[Given problem 1] In the forum thread on smoking in below-freezing temperatures, what did the poster who mentions -25° put in the bottom of the GOSM as a heat sink?

[Extract]
--- begin ---
# Smoking in below freezing temps



## speuboy (Dec 30, 2009)

Any of you guys had much success smoking when its really really cold out. It is suppose to be a high of 12 on friday but im really wanting to smoke some ribs and possibly a pork butt. I'm wondering if it is going to take forever. I don't have a garage to smoke in so thats out of the question. I have a propane GOSM if that makes a difference.


----------



## the dude abides (Dec 30, 2009)

I smoked a bunch on my WSM a couple of weeks ago.  It was a high of 20 in Des Moines that day.  I think the wind is more your enemy than the cold.  What kind of smoker are you using?


----------



## rickw (Dec 30, 2009)

I'm doing a turkey and some other sides on Friday, high of 16°. I try and not let the cold get in my way.


----------



## speuboy (Dec 30, 2009)

I have GOSM. Must have missed that in my first post. So do things just take longer or is it the pretty much the same just wondering how much time i need to set aside.


----------



## rickw (Dec 30, 2009)

The times will be the same if your chamber temps are the same. It will take more fuel to get ya there though.


----------



## miamirick (Dec 30, 2009)

rick i got the same unit and i think you are in trouble, those units have thin walls  and i dont think will hold the heat in with those temps  get an insulated blanket like a hot water heater blanket from home depot and use it around the smoker,   or move down here with me and you wont have to worry about it!!!!


----------



## travcoman45 (Dec 30, 2009)

-25° last year an I got a gosm gasser to.  I put 4 concrete paver bricks in the bottom a mine fer a heat sink which helps alot.  I also insulated it which made a big difference to, keeps it a fair piece more effcient.
--- end ---
[Record list]
--- begin ---
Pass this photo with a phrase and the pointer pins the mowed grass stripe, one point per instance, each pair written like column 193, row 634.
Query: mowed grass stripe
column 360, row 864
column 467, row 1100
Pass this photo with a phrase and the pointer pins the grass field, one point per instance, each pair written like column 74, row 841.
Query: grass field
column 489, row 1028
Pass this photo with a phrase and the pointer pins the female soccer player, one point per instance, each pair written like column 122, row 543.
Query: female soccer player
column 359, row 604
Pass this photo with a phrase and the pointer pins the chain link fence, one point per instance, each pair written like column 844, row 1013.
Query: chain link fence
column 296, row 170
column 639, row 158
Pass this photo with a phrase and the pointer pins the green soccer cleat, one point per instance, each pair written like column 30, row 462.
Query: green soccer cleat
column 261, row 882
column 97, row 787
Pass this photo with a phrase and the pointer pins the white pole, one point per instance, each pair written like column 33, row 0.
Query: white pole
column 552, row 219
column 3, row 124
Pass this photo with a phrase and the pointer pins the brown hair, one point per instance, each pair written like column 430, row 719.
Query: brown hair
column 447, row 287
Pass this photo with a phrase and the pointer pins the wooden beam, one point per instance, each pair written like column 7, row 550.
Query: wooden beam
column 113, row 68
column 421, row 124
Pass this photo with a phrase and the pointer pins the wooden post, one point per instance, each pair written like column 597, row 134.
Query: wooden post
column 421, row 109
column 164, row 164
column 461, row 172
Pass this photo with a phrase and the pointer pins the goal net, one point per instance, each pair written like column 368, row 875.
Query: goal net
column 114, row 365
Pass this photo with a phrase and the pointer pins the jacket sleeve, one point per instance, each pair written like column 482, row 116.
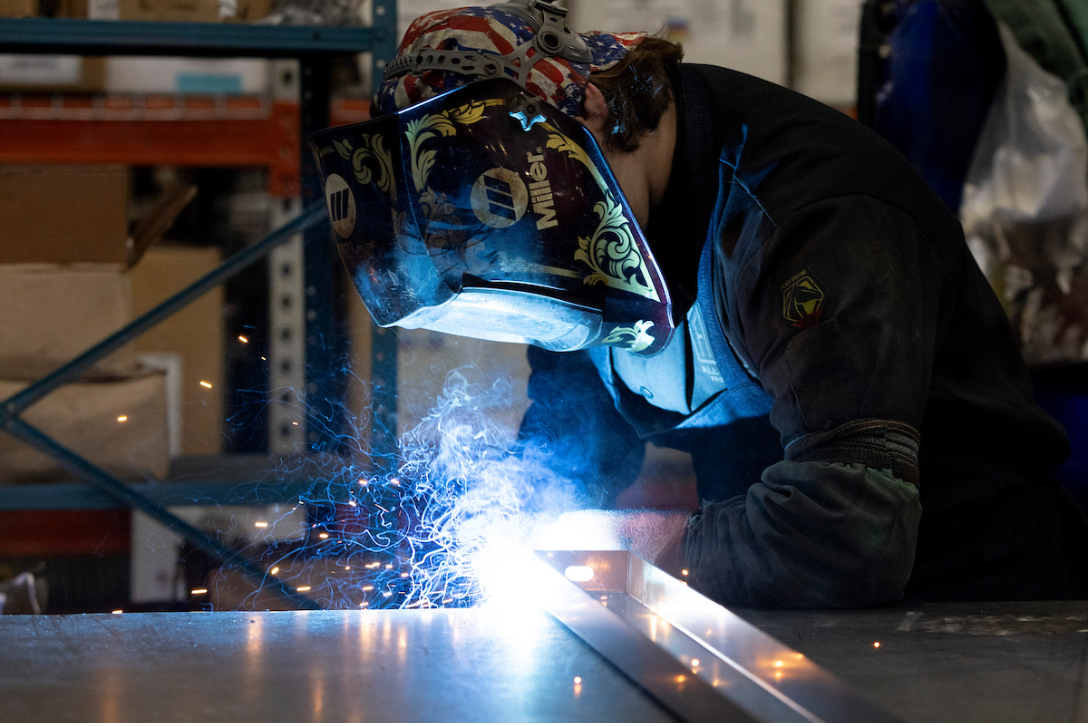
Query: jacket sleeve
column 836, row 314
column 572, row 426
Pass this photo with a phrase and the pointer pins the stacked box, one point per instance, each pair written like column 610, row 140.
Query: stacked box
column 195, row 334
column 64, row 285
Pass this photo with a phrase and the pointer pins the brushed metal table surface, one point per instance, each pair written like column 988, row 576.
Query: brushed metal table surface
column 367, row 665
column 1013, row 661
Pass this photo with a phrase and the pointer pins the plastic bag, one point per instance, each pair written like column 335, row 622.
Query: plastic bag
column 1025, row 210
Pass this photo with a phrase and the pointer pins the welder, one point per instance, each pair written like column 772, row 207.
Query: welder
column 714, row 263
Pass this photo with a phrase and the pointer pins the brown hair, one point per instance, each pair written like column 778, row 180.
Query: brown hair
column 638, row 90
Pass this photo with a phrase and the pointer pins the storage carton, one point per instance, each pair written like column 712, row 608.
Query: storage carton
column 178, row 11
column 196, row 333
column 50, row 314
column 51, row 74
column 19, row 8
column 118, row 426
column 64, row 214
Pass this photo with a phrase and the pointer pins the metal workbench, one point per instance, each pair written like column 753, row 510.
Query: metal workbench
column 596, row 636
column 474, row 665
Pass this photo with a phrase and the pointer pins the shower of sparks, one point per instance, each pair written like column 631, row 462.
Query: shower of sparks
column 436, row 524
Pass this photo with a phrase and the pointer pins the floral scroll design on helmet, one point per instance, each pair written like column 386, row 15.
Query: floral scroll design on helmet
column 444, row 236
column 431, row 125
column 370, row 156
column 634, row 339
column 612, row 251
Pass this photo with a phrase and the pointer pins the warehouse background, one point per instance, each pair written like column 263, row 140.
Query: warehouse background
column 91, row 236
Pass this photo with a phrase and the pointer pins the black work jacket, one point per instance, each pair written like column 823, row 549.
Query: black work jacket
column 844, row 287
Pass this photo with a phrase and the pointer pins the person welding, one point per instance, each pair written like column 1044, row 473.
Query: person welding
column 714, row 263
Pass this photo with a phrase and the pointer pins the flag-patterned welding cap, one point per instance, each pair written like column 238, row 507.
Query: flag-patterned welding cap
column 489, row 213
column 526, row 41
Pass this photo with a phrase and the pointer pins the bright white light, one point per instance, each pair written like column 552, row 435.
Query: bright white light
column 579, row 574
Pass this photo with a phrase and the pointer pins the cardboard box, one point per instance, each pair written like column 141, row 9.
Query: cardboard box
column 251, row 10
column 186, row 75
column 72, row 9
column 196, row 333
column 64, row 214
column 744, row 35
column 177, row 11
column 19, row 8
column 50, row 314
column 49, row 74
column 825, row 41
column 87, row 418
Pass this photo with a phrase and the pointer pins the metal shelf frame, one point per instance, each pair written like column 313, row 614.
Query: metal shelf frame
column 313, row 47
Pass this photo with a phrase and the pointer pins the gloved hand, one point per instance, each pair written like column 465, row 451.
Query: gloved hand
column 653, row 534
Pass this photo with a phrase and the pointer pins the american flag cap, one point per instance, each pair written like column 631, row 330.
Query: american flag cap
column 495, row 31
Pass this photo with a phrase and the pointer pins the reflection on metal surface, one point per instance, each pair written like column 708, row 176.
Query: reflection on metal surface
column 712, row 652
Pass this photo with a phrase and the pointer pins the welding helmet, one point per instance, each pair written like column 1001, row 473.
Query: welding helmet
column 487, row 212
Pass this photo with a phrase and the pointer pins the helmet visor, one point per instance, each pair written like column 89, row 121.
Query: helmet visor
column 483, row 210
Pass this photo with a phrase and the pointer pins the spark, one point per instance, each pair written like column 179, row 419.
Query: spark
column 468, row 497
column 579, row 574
--- end ---
[Given problem 2] Rewrite the records starting at the line that contains "631, row 330." and ending at the last line of the records, substituting "marker" for every "pointer" and leaving everything else unchanged.

[Right answer 1] Four concrete paver bricks.

[Right answer 2]
Pass this photo with a phrase and the marker pins the american flag cap, one point per instance, each pair written like column 631, row 330.
Query: american flag cap
column 495, row 31
Pass this photo with a phrase and the marker pins the reflection on metal surface, one point per instance, each pair written like column 708, row 176.
Query: reflection on metal surface
column 712, row 652
Pass this photo with a phrase and the marker pins the welding helmet, one point per instance, each pair written like column 1001, row 473.
Query: welding helmet
column 487, row 212
Pass this photo with a phrase and the marker pins the helmet visor, one point per instance, each pair written like column 89, row 121.
Query: helmet visor
column 483, row 210
Pass this photo with a phrase and the marker pins the spark, one point per instance, each pair written like column 179, row 419.
Query: spark
column 468, row 497
column 579, row 574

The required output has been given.